**WORK TO BE COMPLETED**
Rewrite the listing from the line containing "</instance>" through the line containing "box: [1, 275, 43, 376]", changing "positive clicks" to "foreground clicks" and leaving all else unchanged. Give only those lines.

**WORKING DATA**
==*==

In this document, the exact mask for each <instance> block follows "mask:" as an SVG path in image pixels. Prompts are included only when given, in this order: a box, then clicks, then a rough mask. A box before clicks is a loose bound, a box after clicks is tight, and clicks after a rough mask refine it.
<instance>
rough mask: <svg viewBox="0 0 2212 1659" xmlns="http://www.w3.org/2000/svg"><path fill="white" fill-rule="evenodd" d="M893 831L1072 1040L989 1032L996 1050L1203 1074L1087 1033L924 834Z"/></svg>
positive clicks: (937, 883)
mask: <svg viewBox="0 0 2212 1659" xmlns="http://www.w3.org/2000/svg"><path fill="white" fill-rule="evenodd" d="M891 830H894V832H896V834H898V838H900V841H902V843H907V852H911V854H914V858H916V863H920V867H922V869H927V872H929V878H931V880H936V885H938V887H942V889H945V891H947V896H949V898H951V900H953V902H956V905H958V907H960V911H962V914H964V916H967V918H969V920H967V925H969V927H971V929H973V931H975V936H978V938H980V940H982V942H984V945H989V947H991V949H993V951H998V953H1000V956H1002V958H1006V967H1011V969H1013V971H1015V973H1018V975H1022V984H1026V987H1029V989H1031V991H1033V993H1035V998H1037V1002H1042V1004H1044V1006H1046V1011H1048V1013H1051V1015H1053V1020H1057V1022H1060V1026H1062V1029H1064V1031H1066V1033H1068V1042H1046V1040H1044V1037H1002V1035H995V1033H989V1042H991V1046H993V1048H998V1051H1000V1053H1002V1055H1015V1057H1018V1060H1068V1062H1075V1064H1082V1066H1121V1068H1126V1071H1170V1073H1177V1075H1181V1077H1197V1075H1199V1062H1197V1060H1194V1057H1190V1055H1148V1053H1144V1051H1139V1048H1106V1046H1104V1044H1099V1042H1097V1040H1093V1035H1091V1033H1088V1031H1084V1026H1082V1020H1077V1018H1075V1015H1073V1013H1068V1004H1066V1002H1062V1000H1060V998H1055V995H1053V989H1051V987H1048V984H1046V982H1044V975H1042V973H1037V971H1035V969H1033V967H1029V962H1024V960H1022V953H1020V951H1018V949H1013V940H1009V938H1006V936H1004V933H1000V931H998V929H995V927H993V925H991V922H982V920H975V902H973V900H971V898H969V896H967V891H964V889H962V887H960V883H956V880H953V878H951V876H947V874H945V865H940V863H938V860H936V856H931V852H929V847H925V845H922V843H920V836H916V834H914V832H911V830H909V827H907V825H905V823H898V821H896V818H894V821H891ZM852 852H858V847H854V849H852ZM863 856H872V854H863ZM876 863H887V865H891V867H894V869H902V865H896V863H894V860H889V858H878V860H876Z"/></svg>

==*==

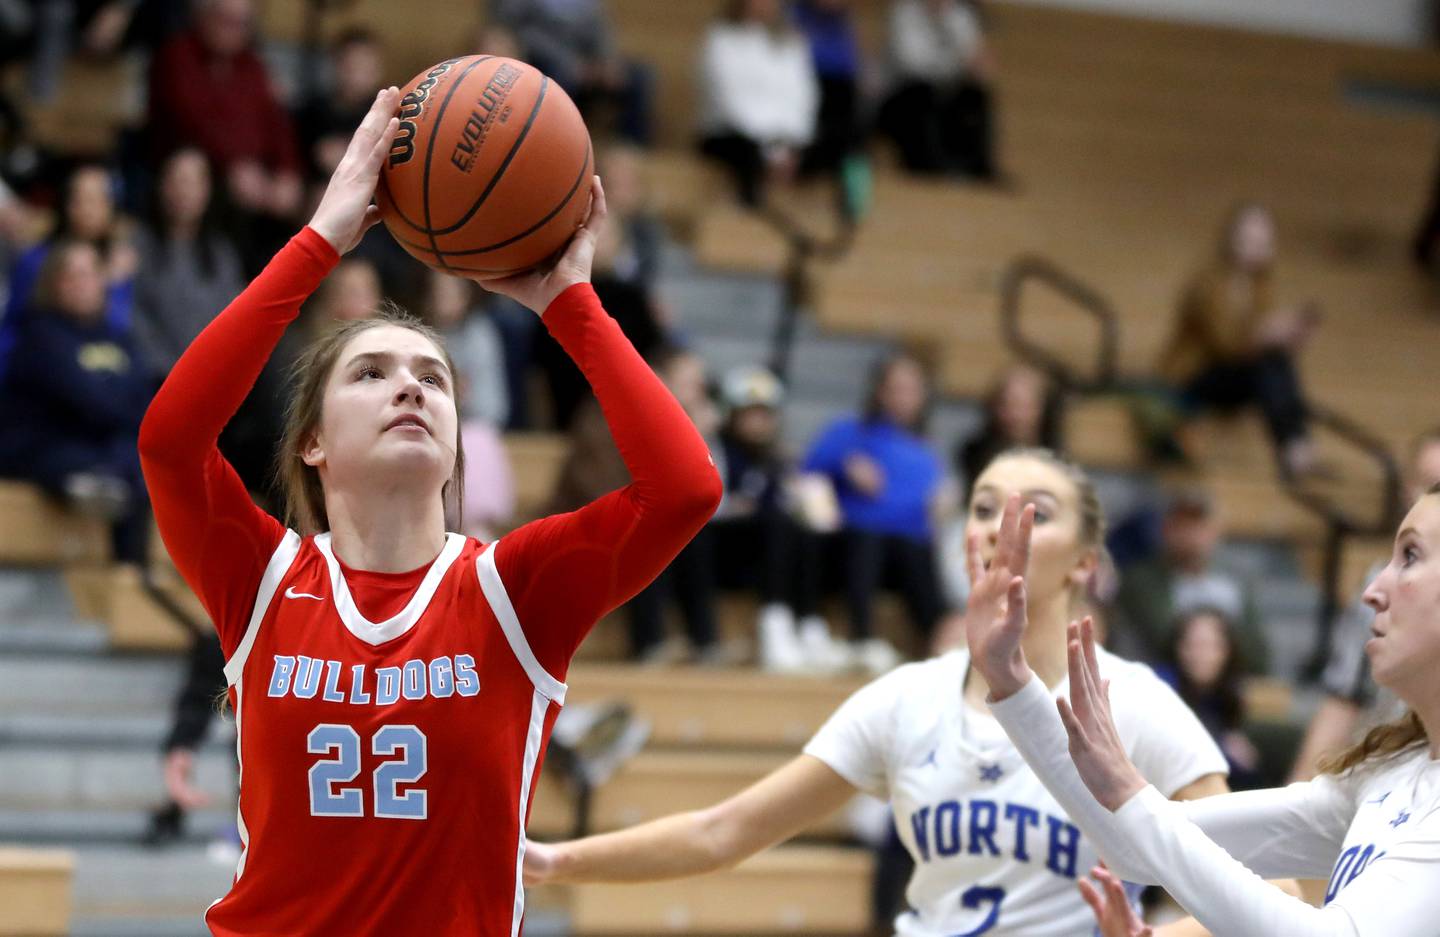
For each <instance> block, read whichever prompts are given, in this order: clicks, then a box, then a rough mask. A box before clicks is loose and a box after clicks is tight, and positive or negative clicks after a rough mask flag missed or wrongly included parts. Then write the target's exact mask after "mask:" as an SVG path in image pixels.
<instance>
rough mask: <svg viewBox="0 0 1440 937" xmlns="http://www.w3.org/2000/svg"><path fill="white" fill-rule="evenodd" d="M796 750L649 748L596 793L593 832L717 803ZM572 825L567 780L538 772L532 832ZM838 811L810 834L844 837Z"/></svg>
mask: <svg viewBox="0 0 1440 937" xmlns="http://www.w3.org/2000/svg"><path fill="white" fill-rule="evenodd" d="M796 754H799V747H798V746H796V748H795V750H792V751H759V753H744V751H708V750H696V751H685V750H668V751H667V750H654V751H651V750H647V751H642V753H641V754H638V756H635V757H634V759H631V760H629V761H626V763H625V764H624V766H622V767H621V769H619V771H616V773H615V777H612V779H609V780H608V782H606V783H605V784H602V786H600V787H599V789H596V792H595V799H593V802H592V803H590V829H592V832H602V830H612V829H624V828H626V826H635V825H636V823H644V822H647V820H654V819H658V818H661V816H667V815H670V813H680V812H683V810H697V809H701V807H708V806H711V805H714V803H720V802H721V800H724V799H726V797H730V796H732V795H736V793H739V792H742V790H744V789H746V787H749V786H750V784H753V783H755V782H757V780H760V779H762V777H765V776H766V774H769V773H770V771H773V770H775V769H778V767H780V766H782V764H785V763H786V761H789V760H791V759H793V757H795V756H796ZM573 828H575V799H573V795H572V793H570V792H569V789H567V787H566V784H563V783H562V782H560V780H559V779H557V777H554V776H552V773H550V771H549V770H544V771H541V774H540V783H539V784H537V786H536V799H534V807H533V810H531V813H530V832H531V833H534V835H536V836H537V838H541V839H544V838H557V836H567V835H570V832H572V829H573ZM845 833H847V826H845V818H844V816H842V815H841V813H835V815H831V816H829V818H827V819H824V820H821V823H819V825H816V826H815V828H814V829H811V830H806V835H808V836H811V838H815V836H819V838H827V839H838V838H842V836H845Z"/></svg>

==*==

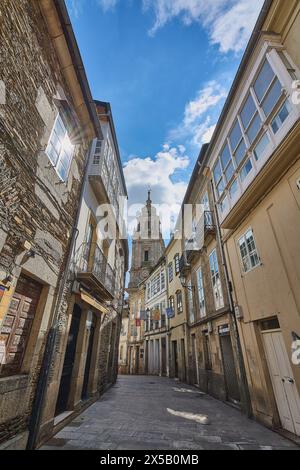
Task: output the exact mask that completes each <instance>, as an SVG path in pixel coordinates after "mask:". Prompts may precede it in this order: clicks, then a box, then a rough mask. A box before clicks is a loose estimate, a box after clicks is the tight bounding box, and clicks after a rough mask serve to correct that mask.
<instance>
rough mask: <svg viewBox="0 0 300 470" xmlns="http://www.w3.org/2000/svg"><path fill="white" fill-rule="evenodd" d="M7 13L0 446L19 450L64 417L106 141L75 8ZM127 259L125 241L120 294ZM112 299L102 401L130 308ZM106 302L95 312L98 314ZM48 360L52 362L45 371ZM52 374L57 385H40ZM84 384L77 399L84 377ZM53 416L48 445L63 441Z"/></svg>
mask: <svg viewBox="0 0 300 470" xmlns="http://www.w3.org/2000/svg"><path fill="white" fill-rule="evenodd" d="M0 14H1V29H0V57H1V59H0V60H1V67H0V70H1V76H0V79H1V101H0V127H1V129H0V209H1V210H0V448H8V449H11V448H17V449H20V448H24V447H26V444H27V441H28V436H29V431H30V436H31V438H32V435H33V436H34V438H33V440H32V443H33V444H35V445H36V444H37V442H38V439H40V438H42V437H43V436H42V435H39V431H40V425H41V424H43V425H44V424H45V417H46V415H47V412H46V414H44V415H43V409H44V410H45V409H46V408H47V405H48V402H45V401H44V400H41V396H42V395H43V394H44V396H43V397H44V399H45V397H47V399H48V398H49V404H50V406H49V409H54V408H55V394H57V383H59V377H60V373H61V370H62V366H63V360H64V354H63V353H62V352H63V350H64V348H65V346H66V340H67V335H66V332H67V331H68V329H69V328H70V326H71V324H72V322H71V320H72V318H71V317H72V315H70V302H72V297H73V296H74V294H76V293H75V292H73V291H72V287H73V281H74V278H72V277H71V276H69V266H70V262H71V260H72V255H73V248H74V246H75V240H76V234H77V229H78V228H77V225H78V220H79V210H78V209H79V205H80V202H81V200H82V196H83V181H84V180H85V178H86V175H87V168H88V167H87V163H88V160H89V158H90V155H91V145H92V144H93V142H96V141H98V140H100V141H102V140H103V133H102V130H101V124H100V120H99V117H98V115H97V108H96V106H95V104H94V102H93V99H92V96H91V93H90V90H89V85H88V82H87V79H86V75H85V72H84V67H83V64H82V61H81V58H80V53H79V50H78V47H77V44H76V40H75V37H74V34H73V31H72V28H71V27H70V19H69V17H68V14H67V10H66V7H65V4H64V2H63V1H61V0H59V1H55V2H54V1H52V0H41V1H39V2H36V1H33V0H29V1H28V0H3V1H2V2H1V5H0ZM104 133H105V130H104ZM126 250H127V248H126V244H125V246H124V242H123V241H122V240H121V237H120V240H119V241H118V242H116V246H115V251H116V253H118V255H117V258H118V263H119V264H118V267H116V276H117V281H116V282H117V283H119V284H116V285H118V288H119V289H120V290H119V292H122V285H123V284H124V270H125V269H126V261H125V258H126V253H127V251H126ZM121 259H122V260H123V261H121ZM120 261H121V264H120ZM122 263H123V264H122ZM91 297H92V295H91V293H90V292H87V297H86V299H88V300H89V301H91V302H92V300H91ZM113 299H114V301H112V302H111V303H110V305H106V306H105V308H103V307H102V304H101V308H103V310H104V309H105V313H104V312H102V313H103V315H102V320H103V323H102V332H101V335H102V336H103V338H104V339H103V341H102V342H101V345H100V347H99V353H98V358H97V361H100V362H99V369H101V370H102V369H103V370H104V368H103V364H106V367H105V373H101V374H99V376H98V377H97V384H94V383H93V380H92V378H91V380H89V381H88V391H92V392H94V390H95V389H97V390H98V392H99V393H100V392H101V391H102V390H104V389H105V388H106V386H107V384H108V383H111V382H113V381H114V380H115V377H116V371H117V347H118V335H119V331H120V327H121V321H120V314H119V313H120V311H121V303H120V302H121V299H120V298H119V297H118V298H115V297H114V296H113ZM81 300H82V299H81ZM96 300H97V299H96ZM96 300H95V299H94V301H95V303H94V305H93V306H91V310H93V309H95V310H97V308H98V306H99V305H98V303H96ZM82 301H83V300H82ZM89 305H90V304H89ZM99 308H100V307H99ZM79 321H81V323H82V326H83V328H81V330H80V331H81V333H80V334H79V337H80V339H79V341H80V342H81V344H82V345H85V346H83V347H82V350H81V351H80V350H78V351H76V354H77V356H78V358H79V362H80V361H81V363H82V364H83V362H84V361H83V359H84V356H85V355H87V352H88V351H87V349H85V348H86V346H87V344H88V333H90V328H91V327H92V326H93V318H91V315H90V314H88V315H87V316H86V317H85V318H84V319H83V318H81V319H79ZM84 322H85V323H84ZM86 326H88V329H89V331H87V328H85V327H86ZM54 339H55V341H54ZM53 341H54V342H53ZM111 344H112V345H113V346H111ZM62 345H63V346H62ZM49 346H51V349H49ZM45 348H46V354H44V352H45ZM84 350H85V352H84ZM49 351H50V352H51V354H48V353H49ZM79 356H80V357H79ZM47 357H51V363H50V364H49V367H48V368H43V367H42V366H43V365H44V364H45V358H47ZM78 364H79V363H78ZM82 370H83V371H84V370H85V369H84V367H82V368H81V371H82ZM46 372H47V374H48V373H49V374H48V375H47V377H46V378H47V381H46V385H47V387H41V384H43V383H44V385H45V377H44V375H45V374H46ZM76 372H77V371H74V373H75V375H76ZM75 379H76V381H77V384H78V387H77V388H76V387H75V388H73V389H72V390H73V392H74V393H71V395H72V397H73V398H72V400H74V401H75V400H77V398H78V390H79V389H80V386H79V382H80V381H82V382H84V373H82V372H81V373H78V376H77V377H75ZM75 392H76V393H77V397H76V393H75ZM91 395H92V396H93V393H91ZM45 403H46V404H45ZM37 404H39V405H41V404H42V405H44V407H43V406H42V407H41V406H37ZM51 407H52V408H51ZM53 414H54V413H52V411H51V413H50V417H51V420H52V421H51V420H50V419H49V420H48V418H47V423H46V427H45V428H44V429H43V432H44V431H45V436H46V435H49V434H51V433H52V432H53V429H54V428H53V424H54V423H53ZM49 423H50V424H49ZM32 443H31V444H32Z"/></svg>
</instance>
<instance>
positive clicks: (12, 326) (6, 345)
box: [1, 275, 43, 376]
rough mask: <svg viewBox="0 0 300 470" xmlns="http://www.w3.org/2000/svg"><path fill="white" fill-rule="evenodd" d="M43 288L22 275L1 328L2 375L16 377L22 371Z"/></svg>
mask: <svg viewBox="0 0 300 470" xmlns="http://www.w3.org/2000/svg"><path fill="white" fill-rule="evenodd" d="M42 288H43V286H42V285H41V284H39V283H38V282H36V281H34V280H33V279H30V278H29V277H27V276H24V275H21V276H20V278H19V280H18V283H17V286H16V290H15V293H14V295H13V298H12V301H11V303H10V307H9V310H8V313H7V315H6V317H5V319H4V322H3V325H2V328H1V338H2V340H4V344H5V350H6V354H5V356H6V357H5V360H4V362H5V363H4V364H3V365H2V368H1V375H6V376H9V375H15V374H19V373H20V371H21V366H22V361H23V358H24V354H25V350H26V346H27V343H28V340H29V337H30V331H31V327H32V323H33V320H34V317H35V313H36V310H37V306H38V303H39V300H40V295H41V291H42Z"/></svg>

==*==

**ANSWER TO THE PROBLEM**
</instance>
<instance>
foreground clicks: (12, 326) (6, 345)
box: [1, 275, 43, 376]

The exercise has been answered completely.